* [Exercise] Could you output every line of the listing below as a Markdown table with the columns Row and Listing line, numbering the rows, skipping blank lines, and leaving out the pictures?
--------------------------------------------------
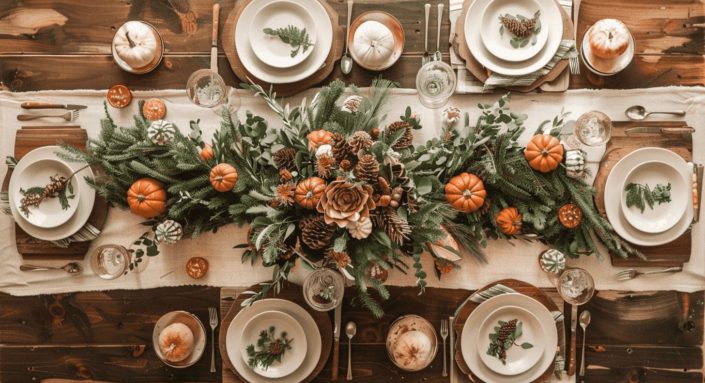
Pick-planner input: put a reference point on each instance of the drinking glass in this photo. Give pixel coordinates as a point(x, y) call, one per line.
point(435, 83)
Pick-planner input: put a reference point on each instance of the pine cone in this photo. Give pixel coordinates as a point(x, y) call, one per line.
point(315, 233)
point(285, 159)
point(367, 169)
point(406, 138)
point(360, 140)
point(341, 148)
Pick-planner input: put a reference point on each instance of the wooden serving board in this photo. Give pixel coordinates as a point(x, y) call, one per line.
point(289, 292)
point(27, 139)
point(283, 90)
point(481, 73)
point(671, 254)
point(521, 287)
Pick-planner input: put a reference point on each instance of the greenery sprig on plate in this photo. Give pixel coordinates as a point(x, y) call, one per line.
point(641, 195)
point(292, 35)
point(269, 348)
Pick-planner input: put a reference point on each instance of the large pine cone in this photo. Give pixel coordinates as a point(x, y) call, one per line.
point(406, 138)
point(316, 233)
point(285, 159)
--------------------------------------------------
* [Output below]
| Row | Listing line |
|---|---|
| 1 | Pick-planner input: put a reference point on each instance of the drinking glass in this photo. Give pixel coordinates as a point(x, y) call, one per line. |
| 2 | point(435, 83) |
| 3 | Pick-planner input: put a reference point on each instance of the pine cone in this photo. Give pixel coordinates as a point(x, y) call, one per line. |
| 4 | point(315, 233) |
| 5 | point(285, 159) |
| 6 | point(367, 169) |
| 7 | point(406, 138) |
| 8 | point(360, 140) |
| 9 | point(341, 148) |
| 10 | Pick-planner input: put a reference point on each instance of the wooden serving board in this photo. Give pixel coordinates as a point(x, y) call, one per line. |
| 11 | point(289, 292) |
| 12 | point(27, 139) |
| 13 | point(283, 90) |
| 14 | point(481, 73) |
| 15 | point(671, 254) |
| 16 | point(521, 287) |
| 17 | Pick-planner input: put a reference point on each instance of the greenery sprig on plate in this photo. Give pixel coordinates as a point(x, y) call, one per line. |
| 18 | point(641, 195) |
| 19 | point(292, 35) |
| 20 | point(269, 348) |
| 21 | Pick-planner input: put a reference point on each instance of the large pine cone in this photo. Give pixel coordinates as a point(x, y) call, one per line. |
| 22 | point(406, 138) |
| 23 | point(316, 233) |
| 24 | point(285, 159) |